— SELECTED EXTRACT —

#### Create TrainSet_Full.json and TestSet_Full.json files:
Convert the dstc8-schema-guided-dialogue-master/train/dialogue_xxx and dstc8-schema-guided-dialogue-master/test/ dialogue files into a single TrainSet_Full and TestSet_Full.json files, similar in structure to the one provided by VUB.

**Note**: *Not used yet, but might come in handy in the future*

In [None]:
import json
import os
import glob

def convert_json_files(input_dir, output_file):
    """
    Convert individual dialogue JSON files to a single file with the same structure as files in output_dir.
    
    Args:
        input_dir: Directory containing individual dialogue JSON files
        output_file: Path to output file
    """
    # Get all JSON files in the input directory
    json_files = glob.glob(os.path.join(input_dir, "**/*.json"), recursive=True)
    print(f"Found {len(json_files)} JSON files in {input_dir}")
    
    # Initialize the output data
    output_data = []
    
    # Process each JSON file
    for file_path in json_files:
        with open(file_path, 'r') as f:
            dialogues = json.load(f)
            
        for dialogue in dialogues:
            # Extract information
            dialogue_data = {
                "dialogue_id": dialogue.get("dialogue_id", ""),
                "service": dialogue.get("services", [""])[0],  # Take the first service
                "turns": []
            }
            
            for turn in dialogue.get("turns", []):
                speaker = turn.get("speaker", "")
                utterance = turn.get("utterance", "")
                
                # Extract dialogue acts
                dialogue_acts = []
                slots = []
                
                # Process frames to get acts and slots
                for frame in turn.get("frames", []):
                    # Extract actions/acts
                    for action in frame.get("actions", []):
                        act = action.get("act", "")
                        
                        # Ensure the act prefix matches the speaker
                        prefix = "USER_" if speaker == "USER" else "SYSTEM_"
                        mapped_act = f"{prefix}{act}"
                        
                        if mapped_act not in dialogue_acts:
                            dialogue_acts.append(mapped_act)
                    
                    # Extract slots
                    for slot_info in frame.get("slots", []):
                        slot = slot_info.get("slot", "")
                        if slot and slot not in slots:
                            slots.append(slot)
                    
                    # Add slots from actions
                    for action in frame.get("actions", []):
                        slot = action.get("slot", "")
                        if slot and slot not in slots and slot != "intent":
                            slots.append(slot)
                    
                    # Get slots from state if it exists (user turns)
                    if speaker == "USER" and "state" in frame:
                        # Add requested slots
                        for slot in frame["state"].get("requested_slots", []):
                            if slot and slot not in slots:
                                slots.append(slot)

— TASK SET —
[A] In the notebook extract, why is each act given a "USER_" or "SYSTEM_" prefix before it is added to the list of dialogue acts?
[B] In the notebook extract, which keys make up the dictionary built for each dialogue?
[C] In the notebook extract, what file pattern does the code use to find the input JSON files?

— DATASET CONTENT —
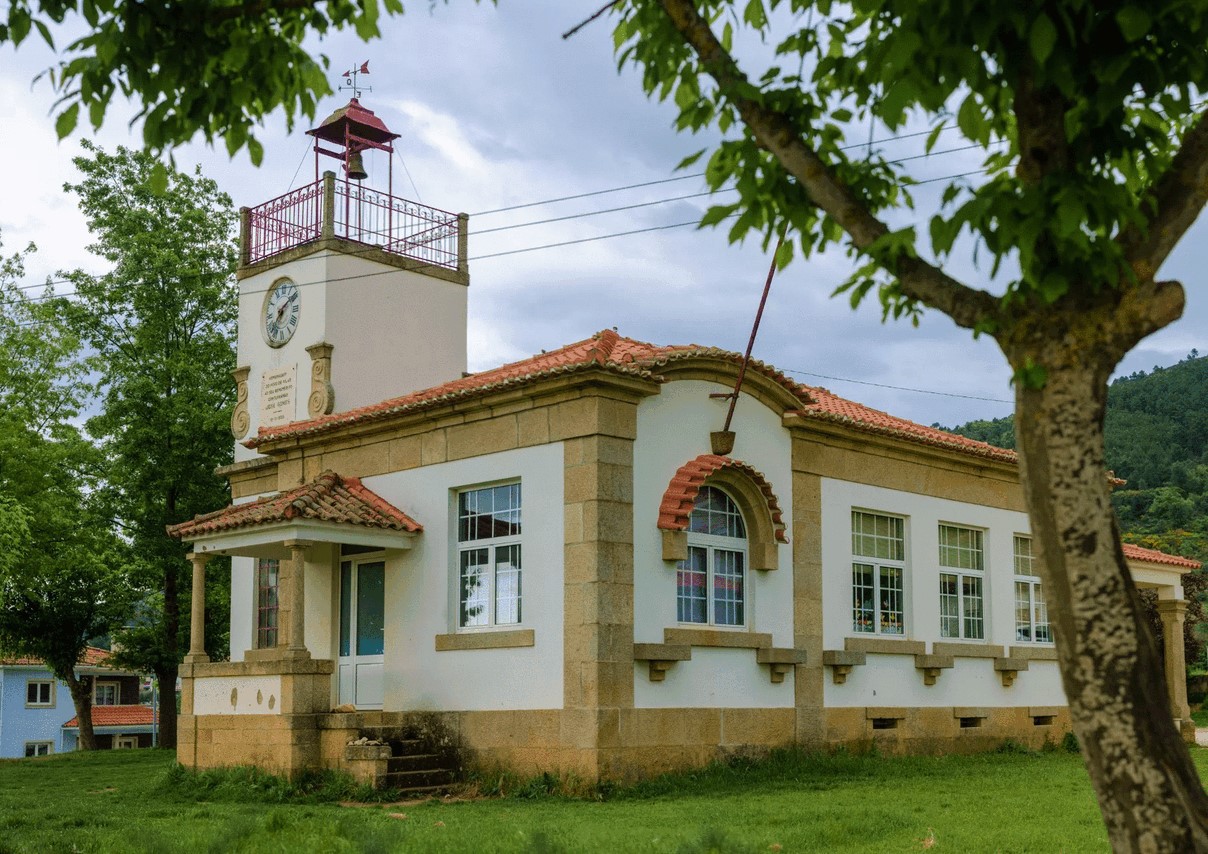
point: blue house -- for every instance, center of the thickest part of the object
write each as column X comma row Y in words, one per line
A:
column 38, row 716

— OUTPUTS FOR THE TASKS —
[A] The prefix is chosen from the turn's speaker, "USER_" for a user turn and "SYSTEM_" otherwise, so that the act's prefix matches the speaker of that turn.

[B] "dialogue_id", "service" and "turns".

[C] It uses the pattern "**/*.json" within the input directory, searched recursively.